** Instructions **
a - In the article about the book on the Kelleher family, where did Irene Kelleher begin teaching in 1921?
b - Return the part of the article about the Kelleher family book that runs from "Her students over" up to and including "Second World War.", copied word for word.

A new book details the life of the family of the first Indigenous woman in B.C. to be granted a teaching certificate and who went on to become a school principal in Abbotsford.

Invisible Generations: Living Between Indigenous and White in the Fraser Valley was written by Jean Barman of Vancouver and tells the story of the Kelleher family – who were of mixed Indigenous and white descent – and the prejudice they faced.

Irene Kelleher, born in Matsqui (which later amalgamated with Abbotsford), first applied to teach in Abbotsford but was rejected, a decision she attributed to her heritage and gender.

She then began teaching in a one-room schoolhouse near Terrace, B.C. in 1921 and then at other locations across B.C.

Her students over the years included Doukhobor children at a time when the community was vehemently opposed to their offspring attending school.

Irene eventually obtained a job at Abbotsford’s North Poplar Elementary, where she became principal during the Second World War.

Irene retired in Abbotsford in 1964 after 43 years of teaching and died on March 16, 2004 at the age of 102.

Barman’s book details how Irene’s white grandfathers were attracted to the future B.C. by a gold rush beginning in 1858 and had families with Indigenous women.

But the dominant white society in their community in the Fraser Valley did not accept them, the book indicates.

** Source records **
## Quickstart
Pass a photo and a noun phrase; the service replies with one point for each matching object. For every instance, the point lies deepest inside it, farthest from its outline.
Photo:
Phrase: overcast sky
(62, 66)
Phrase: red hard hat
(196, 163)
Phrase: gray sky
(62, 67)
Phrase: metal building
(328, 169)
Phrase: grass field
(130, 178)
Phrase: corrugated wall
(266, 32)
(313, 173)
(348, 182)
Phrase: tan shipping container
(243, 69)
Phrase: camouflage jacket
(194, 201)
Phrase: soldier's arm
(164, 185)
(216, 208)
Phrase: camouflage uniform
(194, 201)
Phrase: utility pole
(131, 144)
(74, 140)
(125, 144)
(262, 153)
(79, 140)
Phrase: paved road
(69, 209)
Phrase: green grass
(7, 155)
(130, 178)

---

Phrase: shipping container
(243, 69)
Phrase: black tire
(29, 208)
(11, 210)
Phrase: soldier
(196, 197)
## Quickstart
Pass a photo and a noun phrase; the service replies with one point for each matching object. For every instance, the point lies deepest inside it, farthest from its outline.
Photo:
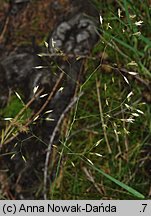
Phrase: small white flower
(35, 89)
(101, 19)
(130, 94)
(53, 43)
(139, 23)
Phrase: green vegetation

** Solutions per task **
a - In a one-room schoolhouse near Terrace, B.C.

b -
Her students over the years included Doukhobor children at a time when the community was vehemently opposed to their offspring attending school.

Irene eventually obtained a job at Abbotsford’s North Poplar Elementary, where she became principal during the Second World War.